TASK OBJECTIVE :: Please restate the listing below in full, word for word.

DATA TO USE ::
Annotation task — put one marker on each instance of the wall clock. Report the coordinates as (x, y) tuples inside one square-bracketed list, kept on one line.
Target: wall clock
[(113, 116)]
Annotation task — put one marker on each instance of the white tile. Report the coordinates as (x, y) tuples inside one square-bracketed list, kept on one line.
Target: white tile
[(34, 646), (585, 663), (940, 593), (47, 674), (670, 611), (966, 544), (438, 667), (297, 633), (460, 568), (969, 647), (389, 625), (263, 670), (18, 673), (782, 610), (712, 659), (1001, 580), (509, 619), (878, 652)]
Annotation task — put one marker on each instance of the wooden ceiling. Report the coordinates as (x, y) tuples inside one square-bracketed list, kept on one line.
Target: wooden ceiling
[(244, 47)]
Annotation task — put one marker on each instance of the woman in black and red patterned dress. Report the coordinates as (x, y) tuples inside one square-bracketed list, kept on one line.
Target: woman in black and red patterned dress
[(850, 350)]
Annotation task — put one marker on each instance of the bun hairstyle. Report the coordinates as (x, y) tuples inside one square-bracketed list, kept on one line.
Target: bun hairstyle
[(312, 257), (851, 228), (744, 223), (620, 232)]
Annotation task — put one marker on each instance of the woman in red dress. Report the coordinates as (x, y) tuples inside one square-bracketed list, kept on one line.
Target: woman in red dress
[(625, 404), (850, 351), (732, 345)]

RESPONSE ::
Annotation task — put one marker on each instance of the wall clock. Report the coordinates as (x, y) tuples inside one square-bracketed list, kept on one line.
Target: wall clock
[(113, 116)]
Annotation task — put one marker on each instance of the white tile. Report the coordinates as (x, y) tuples inside one square-bracketed list, kept on one line.
Target: white tile
[(34, 646), (585, 663), (940, 593), (47, 674), (670, 611), (966, 544), (438, 667), (297, 633), (460, 568), (969, 647), (389, 625), (263, 670), (18, 673), (782, 610), (712, 659), (1001, 580), (509, 619), (878, 652)]
Annotation task — put one marker on each instance of the wooden ceiling. Report the coordinates as (x, y) tuples inside one square-bracketed list, kept on one line.
Target: wooden ceiling
[(244, 47)]
Annotation task — put one marker on each instance of the woman in black and red patterned dress. Report the coordinates as (x, y) tuples inside one square-bracketed list, kept on one line.
Target: woman in black and red patterned dress
[(850, 350)]
Annotation task — put one marker on each instance of the bun hairstyle. Report the coordinates as (x, y) tuples inside one square-bracketed list, kept on one line.
Target: bun hairstyle
[(312, 257), (851, 228), (744, 223), (620, 232)]
Annotation task — put one marker on each instance of the woman in red dress. Report the coordinates as (x, y) tuples inside one square-bracketed list, kept on one line.
Target: woman in red dress
[(625, 404), (850, 351), (732, 345)]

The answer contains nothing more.